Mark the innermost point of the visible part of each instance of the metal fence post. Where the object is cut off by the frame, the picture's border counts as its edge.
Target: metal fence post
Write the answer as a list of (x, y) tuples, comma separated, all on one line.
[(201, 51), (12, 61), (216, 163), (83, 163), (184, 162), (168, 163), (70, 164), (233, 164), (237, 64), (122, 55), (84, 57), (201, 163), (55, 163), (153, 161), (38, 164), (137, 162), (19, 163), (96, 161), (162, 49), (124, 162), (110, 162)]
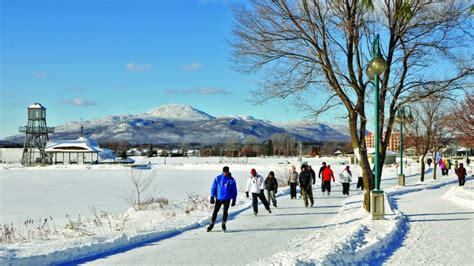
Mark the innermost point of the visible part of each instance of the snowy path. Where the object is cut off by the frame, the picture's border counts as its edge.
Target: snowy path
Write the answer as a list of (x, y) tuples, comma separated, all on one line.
[(438, 231), (247, 240)]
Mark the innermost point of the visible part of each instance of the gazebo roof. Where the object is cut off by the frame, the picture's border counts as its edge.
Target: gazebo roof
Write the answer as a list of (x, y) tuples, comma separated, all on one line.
[(79, 145)]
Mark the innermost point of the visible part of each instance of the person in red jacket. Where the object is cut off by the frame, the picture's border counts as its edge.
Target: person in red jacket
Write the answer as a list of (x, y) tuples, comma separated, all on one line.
[(461, 173), (327, 176)]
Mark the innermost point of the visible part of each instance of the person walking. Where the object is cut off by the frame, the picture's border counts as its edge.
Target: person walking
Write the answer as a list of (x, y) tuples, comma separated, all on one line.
[(223, 190), (255, 185), (461, 173), (312, 173), (328, 174), (346, 178), (448, 166), (271, 187), (360, 180), (320, 174), (442, 166), (293, 181), (305, 184)]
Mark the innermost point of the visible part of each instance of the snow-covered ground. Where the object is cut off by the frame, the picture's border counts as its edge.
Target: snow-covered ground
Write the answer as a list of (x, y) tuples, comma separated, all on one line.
[(336, 230)]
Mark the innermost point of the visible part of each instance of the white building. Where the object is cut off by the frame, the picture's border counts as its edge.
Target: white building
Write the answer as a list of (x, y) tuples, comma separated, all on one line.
[(79, 151)]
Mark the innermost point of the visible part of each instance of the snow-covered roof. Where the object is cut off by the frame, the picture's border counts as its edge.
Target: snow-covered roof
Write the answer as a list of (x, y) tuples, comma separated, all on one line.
[(36, 105), (389, 152), (79, 145)]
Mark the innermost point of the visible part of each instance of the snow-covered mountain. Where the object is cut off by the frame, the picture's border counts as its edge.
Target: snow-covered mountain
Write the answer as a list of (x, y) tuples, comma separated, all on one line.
[(176, 123)]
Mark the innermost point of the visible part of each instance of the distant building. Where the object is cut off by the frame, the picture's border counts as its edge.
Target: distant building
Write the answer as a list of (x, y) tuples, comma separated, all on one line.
[(393, 144), (193, 153), (79, 151)]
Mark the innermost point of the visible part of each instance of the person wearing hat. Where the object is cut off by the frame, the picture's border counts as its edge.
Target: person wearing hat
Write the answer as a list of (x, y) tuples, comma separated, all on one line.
[(271, 187), (306, 180), (328, 174), (346, 178), (255, 185), (293, 181), (461, 173), (321, 169), (223, 190)]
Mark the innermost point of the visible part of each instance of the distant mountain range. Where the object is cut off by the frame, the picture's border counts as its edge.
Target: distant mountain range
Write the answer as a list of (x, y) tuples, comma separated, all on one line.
[(175, 123)]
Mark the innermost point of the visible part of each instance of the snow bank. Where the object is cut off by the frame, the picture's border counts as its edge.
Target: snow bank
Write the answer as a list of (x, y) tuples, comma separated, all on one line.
[(352, 237), (148, 226), (462, 196)]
○ ○ ○ ○ ○ ○ ○
[To do]: Only the lines from the one with "the person wearing" through the end of the material are wanted; copy them exactly, both ends included.

[Task result]:
Mark the innermost point of the visible part of each instance of the person wearing hat. Where the object is cut off by the frame, the picture's border counts as its edge.
Target: person wearing hat
Write the answer as a list of (x, y) tuples, comma separated, all on one line.
[(271, 187), (306, 180), (328, 174), (346, 178), (255, 185), (293, 181), (461, 173), (321, 169), (223, 190)]
Mark the innermost point of the visible part of each instance of the distant mountain range. Where the object is cut off by the frame, the picture's border counts as its edge.
Target: distant mountain range
Write the answer as a list of (x, y) tuples, comma separated, all on one line.
[(175, 123)]
Mark the innermost point of the visible part of each instance of the snow bank. Where the object is cut off by the frame, the picture's border counts as its edge.
Target: snow bank
Write the answer as a list of (x, y) tuples, comma separated, all on one line.
[(352, 237), (148, 226), (462, 196)]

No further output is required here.